# [TEXT]

Heated Versus Hot Yoga
A heated yoga class and a hot yoga class are slightly different experiences. In a heated yoga class, the room temperature is usually 80 degrees F to 85 degrees F. The boosted temperature feels “cleansing” and comforting, and heat helps to relax muscles, Ohio yoga instructor Kristen Zarzycki told The Epoch Times.
Some practitioners claim that heated yoga can improve circulation, metabolic rate, and flexibility, while increased sweating during a hot yoga class is said to release toxins from the body, although this claim is unproven.
For a true hot yoga class, the room is heated to 95 degrees F to 105 degrees F, as in the Massachusetts study, and the humidity is kept at 40 percent or higher. Bikram yoga, named for its developer, Bikram Choudhury, is a form of hot yoga in which the room is heated to 105 degrees F and participants are guided through a set series of 26 poses, or asanas, over 90 minutes.
More Evidence
In a 2022 study of healthy volunteers with no experience with yoga, those who participated in hot yoga classes for six weeks reported improvements in life satisfaction, general health, mindfulness, and peace of mind and reported a rewarding sense of purpose known as “eudaimonic well-being.” The researchers who conducted this study proposed that yoga benefits practitioners by contributing to increased focus, self-esteem, and energy, and decreased negative emotions.
The physical challenge posed by a hot yoga class combined with a focus on breathing boosts “mindfulness, calmness, determination, and peace of mind,” they wrote.
Adults with major depression also showed significant improvement after twice-weekly standard, unheated yoga classes in a 2017 study.
The researchers who conducted this investigation proposed that the physical exertion, breath regulation, and deep relaxation involved in yoga are all therapeutic elements.
“Each of these yoga elements may comprise an ‘active ingredient’ having its own anti-depressant mechanism(s) of action, triggering mood effects that may be additive or perhaps even synergistic in relation to effects of another active ingredient,” they wrote.

# [TASKS FOR THIS EXERCISE]
1. In the passage on heated and hot yoga, how many poses make up the set series in Bikram yoga?
2. Continue the passage on heated and hot yoga from its final sentence.

# [SOURCE MATERIAL]
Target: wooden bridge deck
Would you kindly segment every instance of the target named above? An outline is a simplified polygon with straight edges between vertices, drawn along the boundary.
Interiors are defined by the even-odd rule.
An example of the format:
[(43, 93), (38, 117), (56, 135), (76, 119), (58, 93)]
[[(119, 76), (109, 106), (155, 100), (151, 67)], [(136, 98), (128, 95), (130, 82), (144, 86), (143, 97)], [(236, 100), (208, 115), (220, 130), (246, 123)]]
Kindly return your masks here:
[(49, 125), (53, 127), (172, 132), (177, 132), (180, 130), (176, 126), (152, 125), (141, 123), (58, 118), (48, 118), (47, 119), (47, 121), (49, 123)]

# [RESPONSES IN ORDER]
1. Bikram yoga uses a set series of 26 poses.

2.
Yoga is an appealing treatment for depression because of its “relatively low cost, ease of access, high social acceptance,” and the perception that yoga treats the “whole person,” according to the researchers.
Other researchers looking into the mechanism behind yoga’s positive effects propose that yoga-based practices correct “underactivity” of the depressed or anxious person’s parasympathetic nervous system and gamma amino-butyric acid system, in part through stimulation of the vagus nerve. In this way, yoga may reduce “allostatic load,” defined as the cumulative burden of chronic stress, they claim.
Is Heating or Breathing the Key?
Ms. Zarzycki, who teaches both hot and standard yoga classes, said she doesn’t doubt the results of studies on heated yoga, but she questioned whether its benefits regarding depression are a result of the heat. She said she believes that the deep breathing encouraged in a yoga class has anti-depressive effects on its own.
“[Yoga] doesn’t have to be hot,” she told The Epoch Times.
“The heat adds the icing on the cake. Though the heat and the sweat are amazing, the breath is everything. You can do nothing more than just lie there and practice breathing and you feel a shift. Breath can change the chemistry in your body. A regular yoga practice can shift the chemistry in your body.”
Evidence does exist that deep breathing alone can at least temporarily relieve stress and anxiety—if not depression. The 4-7-8 breathing technique—which involves inhaling for four seconds, holding the breath for seven seconds, then exhaling for eight seconds—originated in a yoga discipline and has gained popularity as a method to control anxiety.
Any type of deep breathing—whether accompanied by yoga or not—stimulates the vagus nerve, slowing the release of the stress hormone cortisol and lowering blood pressure and heart rate.